Data for analysis>

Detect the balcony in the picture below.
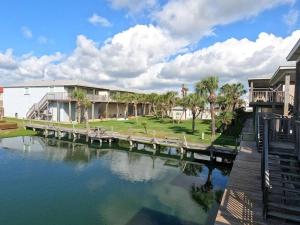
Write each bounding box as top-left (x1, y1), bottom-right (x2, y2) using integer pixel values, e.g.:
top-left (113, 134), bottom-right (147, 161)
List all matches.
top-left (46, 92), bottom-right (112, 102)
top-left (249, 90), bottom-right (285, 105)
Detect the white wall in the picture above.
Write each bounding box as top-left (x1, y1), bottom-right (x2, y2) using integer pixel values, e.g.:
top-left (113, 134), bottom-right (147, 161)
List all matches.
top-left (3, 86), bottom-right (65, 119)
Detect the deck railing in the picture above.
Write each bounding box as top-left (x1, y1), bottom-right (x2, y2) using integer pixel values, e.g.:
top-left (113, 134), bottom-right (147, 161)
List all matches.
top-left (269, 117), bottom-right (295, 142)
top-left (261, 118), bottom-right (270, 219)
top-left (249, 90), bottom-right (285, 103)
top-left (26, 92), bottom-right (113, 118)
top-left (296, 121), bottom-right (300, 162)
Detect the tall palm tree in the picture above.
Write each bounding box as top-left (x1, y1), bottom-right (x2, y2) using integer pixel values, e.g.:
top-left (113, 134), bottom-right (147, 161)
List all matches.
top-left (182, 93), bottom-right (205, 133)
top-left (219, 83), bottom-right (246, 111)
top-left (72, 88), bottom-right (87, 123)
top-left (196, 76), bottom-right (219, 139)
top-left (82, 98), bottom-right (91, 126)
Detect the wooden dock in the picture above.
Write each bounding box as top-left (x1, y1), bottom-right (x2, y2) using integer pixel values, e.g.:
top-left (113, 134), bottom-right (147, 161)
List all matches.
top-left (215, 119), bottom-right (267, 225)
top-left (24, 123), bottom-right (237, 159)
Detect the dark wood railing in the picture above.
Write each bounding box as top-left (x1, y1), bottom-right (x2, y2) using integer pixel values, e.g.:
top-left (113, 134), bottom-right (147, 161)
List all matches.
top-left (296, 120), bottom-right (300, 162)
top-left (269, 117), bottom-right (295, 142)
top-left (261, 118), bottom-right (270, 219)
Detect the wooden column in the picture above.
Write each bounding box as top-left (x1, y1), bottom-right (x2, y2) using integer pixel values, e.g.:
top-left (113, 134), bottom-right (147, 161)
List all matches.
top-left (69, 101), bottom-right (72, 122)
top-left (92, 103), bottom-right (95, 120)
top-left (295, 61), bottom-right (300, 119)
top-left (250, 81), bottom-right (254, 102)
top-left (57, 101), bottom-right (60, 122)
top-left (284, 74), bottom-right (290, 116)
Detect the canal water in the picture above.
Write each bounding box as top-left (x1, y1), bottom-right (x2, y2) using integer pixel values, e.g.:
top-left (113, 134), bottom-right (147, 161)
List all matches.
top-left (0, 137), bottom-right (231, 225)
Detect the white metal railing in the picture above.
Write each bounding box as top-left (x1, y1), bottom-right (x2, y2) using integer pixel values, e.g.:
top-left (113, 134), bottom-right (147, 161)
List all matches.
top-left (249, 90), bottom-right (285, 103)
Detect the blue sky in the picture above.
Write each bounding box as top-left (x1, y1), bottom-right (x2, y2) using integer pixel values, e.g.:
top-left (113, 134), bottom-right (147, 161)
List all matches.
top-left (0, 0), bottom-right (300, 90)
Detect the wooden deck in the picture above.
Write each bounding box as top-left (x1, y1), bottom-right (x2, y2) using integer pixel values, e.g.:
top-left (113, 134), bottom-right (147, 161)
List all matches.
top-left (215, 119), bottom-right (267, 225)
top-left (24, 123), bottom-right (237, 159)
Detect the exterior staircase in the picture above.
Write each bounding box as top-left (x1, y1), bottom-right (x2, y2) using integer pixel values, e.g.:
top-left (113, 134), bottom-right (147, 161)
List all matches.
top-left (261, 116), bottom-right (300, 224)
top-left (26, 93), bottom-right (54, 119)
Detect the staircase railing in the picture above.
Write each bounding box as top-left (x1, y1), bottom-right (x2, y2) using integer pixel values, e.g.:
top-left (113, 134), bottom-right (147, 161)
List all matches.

---

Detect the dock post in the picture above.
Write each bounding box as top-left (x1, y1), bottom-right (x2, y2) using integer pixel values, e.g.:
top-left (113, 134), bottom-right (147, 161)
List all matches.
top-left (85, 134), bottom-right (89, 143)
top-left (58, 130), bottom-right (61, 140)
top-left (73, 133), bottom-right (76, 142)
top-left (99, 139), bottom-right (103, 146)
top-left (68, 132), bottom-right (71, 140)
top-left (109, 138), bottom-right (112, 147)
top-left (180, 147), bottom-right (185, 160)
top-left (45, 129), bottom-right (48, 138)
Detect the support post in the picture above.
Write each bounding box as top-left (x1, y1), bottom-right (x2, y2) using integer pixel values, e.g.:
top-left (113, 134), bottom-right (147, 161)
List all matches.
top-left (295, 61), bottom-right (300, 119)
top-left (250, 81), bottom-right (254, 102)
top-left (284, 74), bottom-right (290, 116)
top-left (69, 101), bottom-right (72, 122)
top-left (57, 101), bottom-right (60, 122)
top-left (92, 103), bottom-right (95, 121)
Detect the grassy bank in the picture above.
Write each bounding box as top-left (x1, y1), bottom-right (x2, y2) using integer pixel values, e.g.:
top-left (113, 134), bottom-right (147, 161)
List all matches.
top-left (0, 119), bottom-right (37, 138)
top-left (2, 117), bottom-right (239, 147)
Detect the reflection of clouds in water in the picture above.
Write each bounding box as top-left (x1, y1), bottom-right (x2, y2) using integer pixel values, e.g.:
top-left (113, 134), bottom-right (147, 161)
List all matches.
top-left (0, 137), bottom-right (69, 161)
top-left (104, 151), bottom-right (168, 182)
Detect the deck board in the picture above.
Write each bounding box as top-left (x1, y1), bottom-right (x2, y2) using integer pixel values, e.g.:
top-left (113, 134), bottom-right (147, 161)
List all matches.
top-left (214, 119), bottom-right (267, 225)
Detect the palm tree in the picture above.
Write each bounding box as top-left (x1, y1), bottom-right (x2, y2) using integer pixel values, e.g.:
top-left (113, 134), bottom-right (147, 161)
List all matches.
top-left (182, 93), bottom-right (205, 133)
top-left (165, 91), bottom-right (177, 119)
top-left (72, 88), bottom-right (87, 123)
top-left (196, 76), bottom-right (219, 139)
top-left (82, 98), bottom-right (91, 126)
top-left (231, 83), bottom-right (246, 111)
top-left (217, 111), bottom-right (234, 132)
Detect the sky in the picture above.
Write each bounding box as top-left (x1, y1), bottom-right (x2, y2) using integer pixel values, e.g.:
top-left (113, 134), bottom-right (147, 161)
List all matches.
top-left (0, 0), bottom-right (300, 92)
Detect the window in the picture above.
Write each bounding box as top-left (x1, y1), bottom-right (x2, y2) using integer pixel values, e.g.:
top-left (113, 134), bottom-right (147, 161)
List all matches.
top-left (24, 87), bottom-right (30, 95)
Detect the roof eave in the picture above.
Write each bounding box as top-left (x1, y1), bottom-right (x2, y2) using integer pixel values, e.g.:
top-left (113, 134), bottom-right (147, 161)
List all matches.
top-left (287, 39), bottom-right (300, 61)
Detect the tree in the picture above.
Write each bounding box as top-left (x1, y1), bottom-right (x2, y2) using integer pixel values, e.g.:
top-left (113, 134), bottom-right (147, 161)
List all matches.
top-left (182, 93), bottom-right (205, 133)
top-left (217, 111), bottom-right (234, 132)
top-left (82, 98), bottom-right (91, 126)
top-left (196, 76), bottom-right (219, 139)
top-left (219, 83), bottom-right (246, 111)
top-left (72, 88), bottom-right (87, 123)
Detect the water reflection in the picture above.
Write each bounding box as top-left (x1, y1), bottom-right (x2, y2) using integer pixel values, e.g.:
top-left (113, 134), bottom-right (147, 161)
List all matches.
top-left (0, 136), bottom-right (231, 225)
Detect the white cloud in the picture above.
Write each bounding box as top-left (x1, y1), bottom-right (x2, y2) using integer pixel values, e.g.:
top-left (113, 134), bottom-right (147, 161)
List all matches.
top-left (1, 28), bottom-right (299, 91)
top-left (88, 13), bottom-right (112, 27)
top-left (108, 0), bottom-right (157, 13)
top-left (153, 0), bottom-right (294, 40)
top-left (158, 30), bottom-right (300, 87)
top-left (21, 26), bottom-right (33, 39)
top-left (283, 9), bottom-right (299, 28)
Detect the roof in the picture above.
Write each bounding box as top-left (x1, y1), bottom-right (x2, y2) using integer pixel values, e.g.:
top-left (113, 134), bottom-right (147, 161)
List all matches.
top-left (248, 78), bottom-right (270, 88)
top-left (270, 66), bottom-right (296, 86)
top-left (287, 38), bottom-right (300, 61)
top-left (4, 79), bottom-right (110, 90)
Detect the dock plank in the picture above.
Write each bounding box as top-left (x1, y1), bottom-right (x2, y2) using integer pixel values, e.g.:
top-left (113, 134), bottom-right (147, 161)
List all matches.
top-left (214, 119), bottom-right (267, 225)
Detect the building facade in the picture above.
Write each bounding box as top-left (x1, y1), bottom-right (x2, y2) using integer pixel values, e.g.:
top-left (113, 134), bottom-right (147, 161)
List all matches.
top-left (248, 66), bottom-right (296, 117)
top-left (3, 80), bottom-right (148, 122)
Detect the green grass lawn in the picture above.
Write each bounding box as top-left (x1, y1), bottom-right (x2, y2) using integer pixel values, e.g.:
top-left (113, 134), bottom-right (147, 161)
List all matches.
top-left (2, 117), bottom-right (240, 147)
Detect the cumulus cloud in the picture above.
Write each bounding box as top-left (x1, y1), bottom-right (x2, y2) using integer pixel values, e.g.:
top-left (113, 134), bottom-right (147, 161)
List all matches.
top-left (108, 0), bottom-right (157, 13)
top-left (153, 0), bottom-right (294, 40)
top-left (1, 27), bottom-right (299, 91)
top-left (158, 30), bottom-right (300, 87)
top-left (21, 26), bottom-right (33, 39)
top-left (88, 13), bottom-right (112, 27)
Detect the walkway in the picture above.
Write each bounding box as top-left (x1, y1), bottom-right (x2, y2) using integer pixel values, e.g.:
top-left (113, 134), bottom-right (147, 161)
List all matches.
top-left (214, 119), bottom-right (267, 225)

Task instructions> Above, find the line holding "Detect the balcony in the picture below." and the line holding "Detect the white wall in the picture above.". Print exactly those two lines and every line between them, but no pictures.

Problem solution>
Detect the balcony in the picture below.
Write each bounding box as top-left (x1, y1), bottom-right (x2, y2) using integer pixel values, e.g.:
top-left (113, 134), bottom-right (147, 161)
List all matches.
top-left (46, 92), bottom-right (112, 102)
top-left (249, 90), bottom-right (285, 105)
Detect the white wall in the picture above.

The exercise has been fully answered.